:: Brano da leggere ::

Scandinavia in testa – Al primo posto dell’indice, per il quinto anno consecutivo, c’è la Norvegia, con un punteggio di 6.72, seguita da Finlandia e Svezia. Ma solo 12 Paesi su 180 presentano una situazione «buona» (con un indice inferiore ai 15 punti). L’anno scorso erano 13, ma nel 2021 è stata “declassata” la Germania a causa degli attacchi ai reporter durante le proteste contro i lockdown. In generale, secondo Rsf, «l’Europa continua a essere il continente con più libertà di stampa», ma si vedono dei segnali preoccupanti, come la stretta sulla libertà di espressione nell’Ungheria di Viktor Orban: «Una decisione sfacciata, davanti alla quale le istituzioni europee sembrano prive di potere. La procedura sanzionatoria contro l’Ungheria per violazione dello stato di diritto non ha avuto seguito, e il meccanismo che condiziona l’accesso ai fondi europei al rispetto delle libertà fondamentali non fa riferimento alla libertà di stampa». Denunciata anche la situazione in Polonia, dove «alcuni media di proprietà statale, come TVP, sono diventati un mezzo di propaganda governativa», nonché l’impunità per il presunto mandante dell’assassinio di Ján Kuciak, in Slovacchia.

 

Effetto Bolsonaro – A livello mondiale, si segnala il peggioramento da «problematico» a «difficile» del Brasile «a causa del vilipendio e della pubblica umiliazione dei giornalisti da parte del presidente Jair Bolsonaro». Gli ultimi quattro posti sono occupati dalla Cina («che continua, a livelli senza precedenti, la sua sorveglianza, censura di internet e propaganda») e dalle dittature di Turkmenistan, Nord Corea ed Eritrea. Il Paese che è sceso di più posizioni (19, ora al 119esimo posto) è la Malesia, dove un recente decreto “anti-fake news” «ha permesso al Governo di imporre la propria versione della verità».

87 domande, 7 categorie – Rsf compila il World Press Freedom Index ogni anno dal 2002. I risultati vengono raccolti mediante un questionario da 87 domande, fatto compilare a professionisti dei media, avvocati e sociologi. Il punteggio complessivo è una media dei valori ottenuti in sette categorie: pluralismo, indipendenza dei media, ambiente e autocensura, quadro legislativo, trasparenza, infrastrutture, abusi.

:::
:: Dati raccolti ::

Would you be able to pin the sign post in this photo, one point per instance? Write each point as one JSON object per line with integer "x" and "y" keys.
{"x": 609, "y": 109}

:::

* **Consegna**:
Rispondi alle domande sul brano sulla libertà di stampa:
1. Quale Paese è al primo posto dell'indice e con quale punteggio?
2. Di quante posizioni è scesa la Malesia e in quale posto si trova ora?
3. Quante domande contiene il questionario usato per raccogliere i risultati?

* **Risposta corretta**:
1. La Norvegia, con un punteggio di 6.72.
2. È scesa di 19 posizioni e ora è al 119esimo posto.
3. 87 domande.